*Exercise objective*.
If a line of the entries below includes the word "surface", it counts; state the total and nothing further.

*Dataset entries*.

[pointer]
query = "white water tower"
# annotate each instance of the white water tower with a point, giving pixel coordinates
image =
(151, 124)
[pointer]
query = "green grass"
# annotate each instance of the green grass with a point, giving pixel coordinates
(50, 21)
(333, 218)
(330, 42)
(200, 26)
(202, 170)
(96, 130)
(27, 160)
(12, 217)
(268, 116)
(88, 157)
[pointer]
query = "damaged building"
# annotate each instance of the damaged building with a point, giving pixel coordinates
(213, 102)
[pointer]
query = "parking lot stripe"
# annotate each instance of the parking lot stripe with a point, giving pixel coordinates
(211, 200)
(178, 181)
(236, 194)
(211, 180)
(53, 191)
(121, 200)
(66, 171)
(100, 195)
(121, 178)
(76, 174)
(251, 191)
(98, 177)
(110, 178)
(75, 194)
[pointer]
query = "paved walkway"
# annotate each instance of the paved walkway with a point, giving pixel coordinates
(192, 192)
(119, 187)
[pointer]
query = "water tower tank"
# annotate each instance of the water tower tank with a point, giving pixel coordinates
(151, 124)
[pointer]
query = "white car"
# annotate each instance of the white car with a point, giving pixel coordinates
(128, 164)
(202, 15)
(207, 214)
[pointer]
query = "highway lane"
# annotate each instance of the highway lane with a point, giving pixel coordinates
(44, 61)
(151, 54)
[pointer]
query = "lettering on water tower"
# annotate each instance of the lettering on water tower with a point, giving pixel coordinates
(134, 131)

--

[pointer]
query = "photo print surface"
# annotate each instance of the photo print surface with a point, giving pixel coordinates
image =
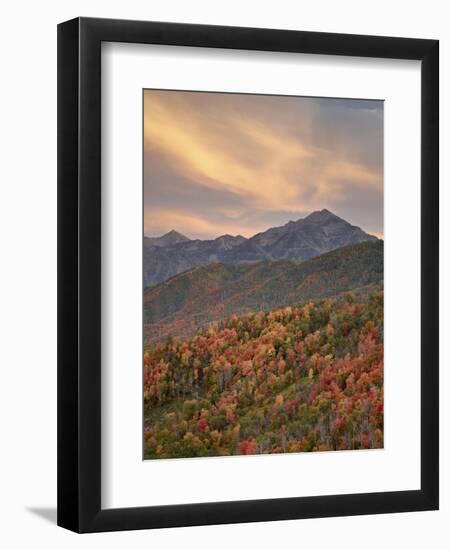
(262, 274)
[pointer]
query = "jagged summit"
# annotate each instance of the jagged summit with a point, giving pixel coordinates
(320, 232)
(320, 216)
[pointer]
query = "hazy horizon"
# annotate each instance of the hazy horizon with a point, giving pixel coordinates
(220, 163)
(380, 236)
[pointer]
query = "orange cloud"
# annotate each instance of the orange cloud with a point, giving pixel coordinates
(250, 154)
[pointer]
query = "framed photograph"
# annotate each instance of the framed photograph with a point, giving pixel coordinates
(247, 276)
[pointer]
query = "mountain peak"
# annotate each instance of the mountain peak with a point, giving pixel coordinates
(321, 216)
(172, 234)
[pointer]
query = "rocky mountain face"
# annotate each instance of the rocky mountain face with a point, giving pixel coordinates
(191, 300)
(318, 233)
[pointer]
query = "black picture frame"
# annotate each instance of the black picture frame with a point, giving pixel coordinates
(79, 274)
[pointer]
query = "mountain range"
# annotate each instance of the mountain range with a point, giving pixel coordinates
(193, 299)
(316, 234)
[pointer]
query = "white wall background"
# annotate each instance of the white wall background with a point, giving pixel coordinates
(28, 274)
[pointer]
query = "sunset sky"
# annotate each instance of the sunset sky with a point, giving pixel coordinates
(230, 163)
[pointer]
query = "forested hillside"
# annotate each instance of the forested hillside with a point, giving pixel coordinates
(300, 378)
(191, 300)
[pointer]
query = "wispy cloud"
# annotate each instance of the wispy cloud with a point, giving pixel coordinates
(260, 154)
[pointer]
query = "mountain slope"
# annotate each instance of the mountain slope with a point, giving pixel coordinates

*Answer below*.
2